# Data to use:
===============

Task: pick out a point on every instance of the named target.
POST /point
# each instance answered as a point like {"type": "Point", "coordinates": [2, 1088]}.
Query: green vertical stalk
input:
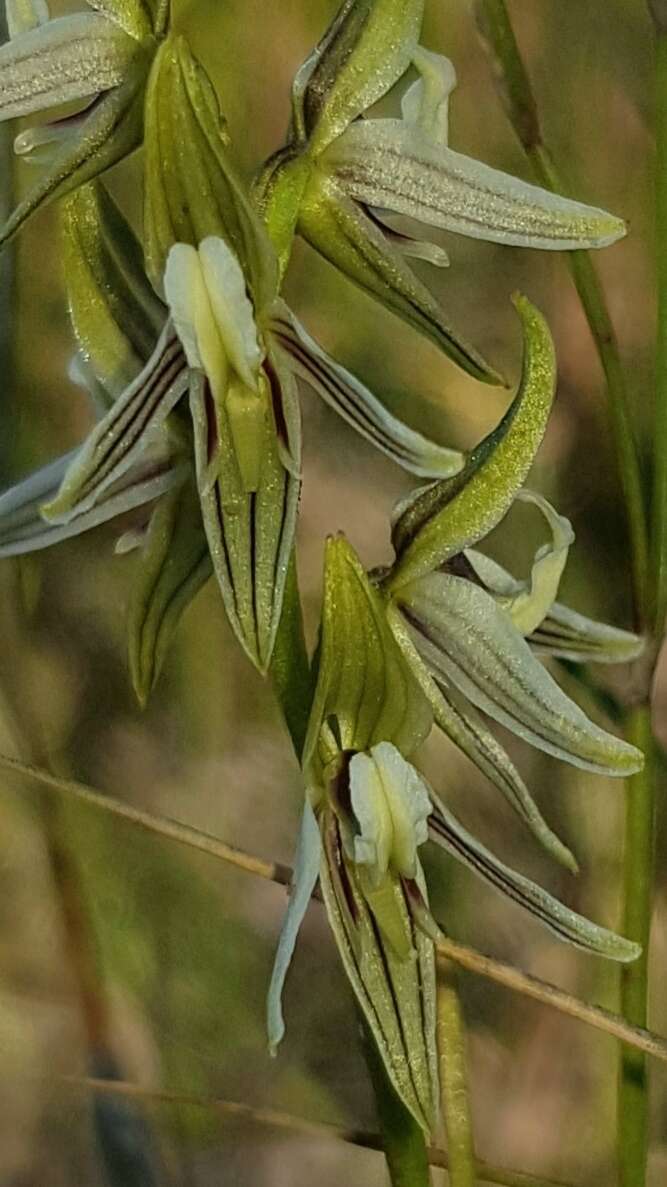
{"type": "Point", "coordinates": [660, 482]}
{"type": "Point", "coordinates": [520, 103]}
{"type": "Point", "coordinates": [649, 597]}
{"type": "Point", "coordinates": [453, 1080]}
{"type": "Point", "coordinates": [637, 887]}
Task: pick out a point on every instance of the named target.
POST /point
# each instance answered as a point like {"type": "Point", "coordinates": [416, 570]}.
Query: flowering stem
{"type": "Point", "coordinates": [453, 1080]}
{"type": "Point", "coordinates": [520, 102]}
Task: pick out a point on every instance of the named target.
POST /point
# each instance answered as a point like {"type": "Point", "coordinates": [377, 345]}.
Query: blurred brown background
{"type": "Point", "coordinates": [183, 945]}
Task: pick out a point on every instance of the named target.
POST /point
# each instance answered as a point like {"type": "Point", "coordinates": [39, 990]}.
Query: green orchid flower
{"type": "Point", "coordinates": [218, 338]}
{"type": "Point", "coordinates": [368, 812]}
{"type": "Point", "coordinates": [471, 632]}
{"type": "Point", "coordinates": [343, 177]}
{"type": "Point", "coordinates": [101, 56]}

===============

# Required action:
Reproduce the records verbatim, omitting all images they contain.

# Final answer:
Task: pick out a point on every instance of the named target.
POST /point
# each instance answered as a point like {"type": "Point", "coordinates": [2, 1088]}.
Query: green vertical stalk
input:
{"type": "Point", "coordinates": [660, 482]}
{"type": "Point", "coordinates": [520, 103]}
{"type": "Point", "coordinates": [649, 597]}
{"type": "Point", "coordinates": [453, 1080]}
{"type": "Point", "coordinates": [637, 887]}
Task: pick out a point on every instance of the named target.
POST /point
# each instance answered as a point like {"type": "Point", "coordinates": [416, 570]}.
Query: flowering stem
{"type": "Point", "coordinates": [453, 1080]}
{"type": "Point", "coordinates": [520, 102]}
Task: pick out a point on every instance of the named target.
POST /point
# each instance answered as a point like {"type": "Point", "coordinates": [377, 345]}.
Query: blurred brown background
{"type": "Point", "coordinates": [183, 945]}
Task: pick out a point on every instance of the named target.
POST /point
# each instance answered as a point like {"type": "Point", "coordinates": [39, 990]}.
Query: green orchid flower
{"type": "Point", "coordinates": [218, 338]}
{"type": "Point", "coordinates": [368, 812]}
{"type": "Point", "coordinates": [471, 632]}
{"type": "Point", "coordinates": [343, 177]}
{"type": "Point", "coordinates": [101, 56]}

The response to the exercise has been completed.